MATERIAL PROVIDED>
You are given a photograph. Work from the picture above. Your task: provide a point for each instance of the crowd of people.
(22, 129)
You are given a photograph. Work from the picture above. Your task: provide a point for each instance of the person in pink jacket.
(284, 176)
--
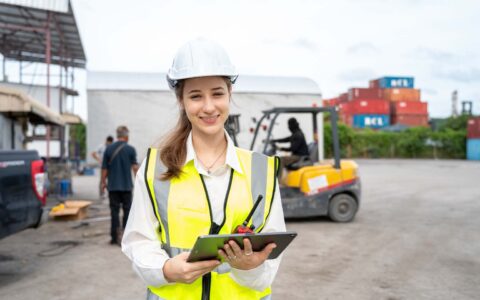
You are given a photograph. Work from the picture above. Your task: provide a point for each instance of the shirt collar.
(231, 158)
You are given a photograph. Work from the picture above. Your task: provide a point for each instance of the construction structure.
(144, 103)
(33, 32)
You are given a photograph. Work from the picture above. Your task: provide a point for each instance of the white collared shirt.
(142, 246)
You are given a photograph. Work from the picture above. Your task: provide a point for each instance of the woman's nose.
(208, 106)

EXERCISE> Show every line of the records above that contains the string "shirt".

RESULT>
You are given a photograph. Work from the picture above. Your task: provide a point for each instance of the shirt collar.
You are given a photograph. Work from the picture above. Your task: provide a point for each instance of the white collared shirt.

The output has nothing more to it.